─── MATERIAL FOR THIS TASK

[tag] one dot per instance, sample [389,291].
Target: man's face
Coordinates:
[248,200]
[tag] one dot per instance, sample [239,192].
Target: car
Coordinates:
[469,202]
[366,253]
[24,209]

──────

## PROBLEM
Copy the items word for word, starting at the line that contains "[tag] one dot per instance, sample [239,192]." and ending at the last line of the items.

## OUTPUT OF THE EXERCISE
[tag] one dot per instance, sample [239,192].
Target: car
Coordinates:
[469,202]
[366,253]
[24,209]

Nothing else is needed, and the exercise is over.